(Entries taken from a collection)
--- BEGIN ---
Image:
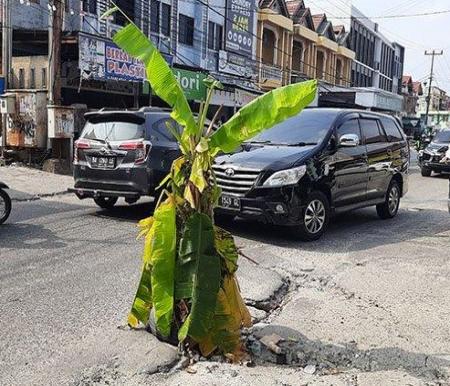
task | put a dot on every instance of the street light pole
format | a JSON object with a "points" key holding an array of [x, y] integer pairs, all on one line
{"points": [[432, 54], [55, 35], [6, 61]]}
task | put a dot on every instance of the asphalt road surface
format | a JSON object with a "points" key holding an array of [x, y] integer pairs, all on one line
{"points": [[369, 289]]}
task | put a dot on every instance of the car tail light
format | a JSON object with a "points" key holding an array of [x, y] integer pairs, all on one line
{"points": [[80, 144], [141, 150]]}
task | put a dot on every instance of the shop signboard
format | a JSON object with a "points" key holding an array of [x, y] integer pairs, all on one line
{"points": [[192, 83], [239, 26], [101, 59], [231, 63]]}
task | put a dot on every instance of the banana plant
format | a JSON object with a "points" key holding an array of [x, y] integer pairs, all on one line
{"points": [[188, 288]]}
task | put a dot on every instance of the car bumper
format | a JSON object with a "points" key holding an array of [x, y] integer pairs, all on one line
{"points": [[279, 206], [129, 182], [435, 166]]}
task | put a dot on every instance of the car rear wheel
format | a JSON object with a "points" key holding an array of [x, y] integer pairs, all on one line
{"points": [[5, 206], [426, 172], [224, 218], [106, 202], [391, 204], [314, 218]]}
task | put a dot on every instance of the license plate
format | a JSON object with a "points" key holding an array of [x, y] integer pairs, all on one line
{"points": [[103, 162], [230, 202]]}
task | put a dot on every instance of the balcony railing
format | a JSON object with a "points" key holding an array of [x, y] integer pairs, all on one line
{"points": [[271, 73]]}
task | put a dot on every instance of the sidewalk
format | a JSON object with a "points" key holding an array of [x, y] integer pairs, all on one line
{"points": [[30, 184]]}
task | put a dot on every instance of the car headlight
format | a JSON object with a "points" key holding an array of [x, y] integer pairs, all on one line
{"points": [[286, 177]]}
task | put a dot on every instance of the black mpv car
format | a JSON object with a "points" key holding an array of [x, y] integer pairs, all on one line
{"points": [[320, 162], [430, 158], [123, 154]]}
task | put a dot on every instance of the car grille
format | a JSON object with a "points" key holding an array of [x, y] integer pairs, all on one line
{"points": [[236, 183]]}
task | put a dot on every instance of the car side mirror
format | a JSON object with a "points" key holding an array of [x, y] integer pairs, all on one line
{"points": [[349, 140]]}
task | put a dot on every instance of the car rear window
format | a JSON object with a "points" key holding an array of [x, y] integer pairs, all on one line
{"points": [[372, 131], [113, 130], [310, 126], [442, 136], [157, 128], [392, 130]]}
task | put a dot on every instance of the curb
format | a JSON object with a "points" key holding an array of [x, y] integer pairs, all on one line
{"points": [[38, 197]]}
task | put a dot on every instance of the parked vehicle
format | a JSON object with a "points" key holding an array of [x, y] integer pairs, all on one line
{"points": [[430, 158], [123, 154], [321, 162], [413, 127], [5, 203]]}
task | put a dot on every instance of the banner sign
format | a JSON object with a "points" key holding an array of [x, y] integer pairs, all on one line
--- END ---
YOUR OBJECTIVE
Copy all the lines of data exactly as they appear, dropping any images.

COMPLETE OUTPUT
Image:
task | put a dot on every instance of the street light pole
format | a JSON object with a "points" key holding an array of [x, y] integer pairs, all on one line
{"points": [[432, 54], [55, 35], [6, 61]]}
task | put a dot on every instance of the asphalt road surface
format | a JSON object with a "points" key holding an array of [x, y] integer pairs, all on one line
{"points": [[369, 289]]}
task | put a dot on every instance of the car tail light
format | a JSON object with a "points" key holding an array of [x, y] integer pairs, all on one line
{"points": [[80, 144], [141, 150]]}
task | put a dot on every instance of the shop signboard
format | a JSON object with a "points" key holding an array of [x, y] integer pairs, all on one line
{"points": [[192, 83], [239, 26], [101, 59], [231, 63]]}
task | put a dot on every instance of the banana plant
format | a JSON object with a "points" key holding an array of [x, y] integer pairs, all on one line
{"points": [[188, 288]]}
task | put a dot on every instance of the car bumper
format | a JSON object with a "points" key holding an array of [x, y] integer pairs, all on one line
{"points": [[279, 206], [129, 182], [435, 166]]}
task | put a dot on every instance of the car rear wheel
format | a JSON object with a "points" key holding an array of [x, y] integer pairs, all on one line
{"points": [[5, 206], [426, 172], [224, 218], [106, 202], [391, 204], [314, 218]]}
task | put a dot on every instance of the license plate
format | a JSON object with a "points" key holding an array of [x, y] integer pairs, all on one line
{"points": [[103, 162], [230, 202]]}
task | put a dot on every instance of the balcony railing
format | a JSON object with a "points" key holding an array of [x, y] integer pairs, all on one line
{"points": [[271, 73]]}
task | put a dot on every instance of the sidewalk
format | a JSON object with a "points" key holding an array of [x, y] integer pairs, all on one line
{"points": [[30, 184]]}
task | put a dot on every instance of the car headlight
format | a JSON object with a "points" key holding an array of [x, y] integer pairs, all on one line
{"points": [[286, 177]]}
task | put a dot on every instance of the black mpv car
format | a JSON object with a "points" key holding an array of [x, y] integer pairs, all on one line
{"points": [[320, 162], [430, 158], [123, 154]]}
task | put a dot on every instance of the car grille
format | a JSON object with a "points" key holding an array of [x, y] integer pairs, all on one line
{"points": [[236, 183]]}
task | put a dot on every instance of the car side mirror
format | a JSON object with a "points" key holding an array of [x, y] integer pairs, all on one line
{"points": [[349, 140]]}
task | put a dot on every instance of the car rear window
format | a JSON object with a "points" key holding an array of [x, y] integer pairs, all on one line
{"points": [[372, 131], [113, 130], [310, 126], [442, 136], [157, 128], [392, 130]]}
task | put a dot on every instance of the curb
format | a JSON object with a "points" key holding an array of [x, y] integer pairs, all on one line
{"points": [[38, 197]]}
task | put a dot on every instance of the parked vehicle
format | a JSON object with a "points" key holding an array of [x, y] integer pairs, all on one line
{"points": [[430, 158], [123, 154], [321, 162], [413, 127], [5, 203]]}
task | put a dot on every instance of the banner sign
format | a JSON object with a "points" key holding an array of [x, y] integer pairs, all on one line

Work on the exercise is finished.